Document excerpt
((
R/deviationindex.R

Defines functions deviationindex

Documented in deviationindex

#' @title Deviation index
#' @description This function returns the deviation index and the signed deviation index for a rule with respect to another rule.
#' @param E The endowment.
#' @param d The vector of claims.
#' @param R A rule : AA, APRO, CE, CEA, CEL, DT, MO, PIN, PRO, RA, Talmud.
#' @param S A rule: AA, APRO, CE, CEA, CEL, DT, MO, PIN, PRO, RA, Talmud.
#' @return The deviation index and the signed deviation index of a rule for a claims problem.
#' @details Let \eqn{E> 0} be the endowment to be divided and \eqn{d\in \mathcal{R}^n}{d} the vector of claims
#' with \eqn{d\ge 0} and such that \eqn{D=\sum_{i=1}^{n} d_i\ge E}{D=\sum di \ge E}, the sum of claims \eqn{D} exceeds the endowment.
#'
#' Rearrange the claims from small to large, \eqn{0 \le d_1 \le...\le d_n}{%
#' 0 \le d1 \le...\le dn}.
#' The signed deviation index of the rule \eqn{S} with respect to the rule \eqn{R} for the problem \eqn{(E,d)}, denoted by \eqn{I(R(E,d),S(E,d))}, is
#' the ratio of the area that lies between the identity line and the cumulative curve over the total area under the identity line.
#'
#' Let \eqn{R_0=0}{R0=0} and \eqn{S_0=0}{S=0}. For each \eqn{k=1,\dots,n} define
#' \eqn{X_k=\frac{1}{E} \sum_{j=0}^{k} R_j}{Xk=(R0+\dots+Rk)/E} and
#' \eqn{Y_k=\frac{1}{E} \sum_{j=0}^{k} S_j}{Yk=(S0+\dots+Sk)/E}. Then
#' \deqn{I(R(E,d),S(E,d))=1-\sum_{k=1}^{n}(X_{k}-X_{k-1})(Y_{k}+Y_{k-1}).}{I(R(E,d),S(E,d))=1-\sum (Xk-X(k-1))(Yk+Y(k-1)) where the sum goes from k=0 to n.}
#'  In general  \eqn{-1 \le I(R(E,d),S(E,d)) \le 1}.
#'
#' The deviation index of the rule \eqn{S} with respect to the rule \eqn{R} for the problem \eqn{(E,d)}, denoted by \eqn{I^{+}(R(E,d),S(E,d))}{I+(R(E,d),S(E,d))}, is
#' the ratio of the area between the line of the cumulative sum of the distribution proposed by the rule \eqn{R} and the cumulative curve over the area under the line \eqn{x=y}.
#'
#' In general  \eqn{0 \le I^{+}(R(E,d),S(E,d)) \le 1}{0 \le I+(R(E,d),S(E,d)) \le 1}.
#'
#' The proportionality deviation index is the deviation index when \eqn{R = PRO}. The proportionality deviation index of the proportional rule is zero for all claims problems.
#' The signed proportionality deviation index is the signed deviation index with \eqn{R = PRO}.
#'
#' \eqn{proportionalityindex} function of version 0.1.0 returned the the signed proportionality index.
#' @seealso \link{indexgpath}, \link{cumawardscurve}, \link{lorenzcurve}, \link{giniindex}, \link{lorenzdominance}, \link{allrules}.
))
Given request
Please copy the stretch of the deviation index documentation from "#' @param R" through "a claims problem.", replacing "Talmud" with "TAL". These records were taken from a separate source.

Pointing records
((
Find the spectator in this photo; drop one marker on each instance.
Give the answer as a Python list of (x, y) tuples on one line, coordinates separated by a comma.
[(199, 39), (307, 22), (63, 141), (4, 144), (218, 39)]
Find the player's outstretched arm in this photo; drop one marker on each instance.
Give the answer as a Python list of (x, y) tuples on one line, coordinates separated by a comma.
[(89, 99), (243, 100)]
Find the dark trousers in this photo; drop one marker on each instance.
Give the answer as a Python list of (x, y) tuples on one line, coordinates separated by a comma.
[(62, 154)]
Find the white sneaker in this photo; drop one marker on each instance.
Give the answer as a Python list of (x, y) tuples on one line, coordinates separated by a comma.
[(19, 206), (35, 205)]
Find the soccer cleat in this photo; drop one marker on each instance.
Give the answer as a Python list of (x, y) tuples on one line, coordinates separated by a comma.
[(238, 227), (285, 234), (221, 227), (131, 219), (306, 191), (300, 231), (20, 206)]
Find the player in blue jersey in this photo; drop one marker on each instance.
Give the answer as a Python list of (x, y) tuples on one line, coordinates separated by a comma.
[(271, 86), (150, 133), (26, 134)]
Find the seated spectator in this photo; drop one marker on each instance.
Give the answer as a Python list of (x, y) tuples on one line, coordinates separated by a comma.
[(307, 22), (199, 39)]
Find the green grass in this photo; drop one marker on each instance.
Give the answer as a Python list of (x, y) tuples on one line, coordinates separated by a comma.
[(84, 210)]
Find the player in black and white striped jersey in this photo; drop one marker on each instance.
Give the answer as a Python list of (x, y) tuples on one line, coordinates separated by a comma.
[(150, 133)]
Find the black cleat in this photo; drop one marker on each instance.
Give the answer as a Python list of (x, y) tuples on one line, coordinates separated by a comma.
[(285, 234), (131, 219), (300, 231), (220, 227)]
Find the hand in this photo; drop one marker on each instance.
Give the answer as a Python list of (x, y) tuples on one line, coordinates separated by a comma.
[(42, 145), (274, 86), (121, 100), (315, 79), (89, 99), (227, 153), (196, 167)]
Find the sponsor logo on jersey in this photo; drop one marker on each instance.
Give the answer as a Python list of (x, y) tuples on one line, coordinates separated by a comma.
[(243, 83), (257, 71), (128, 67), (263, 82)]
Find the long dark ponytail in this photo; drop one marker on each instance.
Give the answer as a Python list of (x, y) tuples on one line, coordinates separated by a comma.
))
Task response
#' @param R A rule : AA, APRO, CE, CEA, CEL, DT, MO, PIN, PRO, RA, TAL.
#' @param S A rule: AA, APRO, CE, CEA, CEL, DT, MO, PIN, PRO, RA, TAL.
#' @return The deviation index and the signed deviation index of a rule for a claims problem.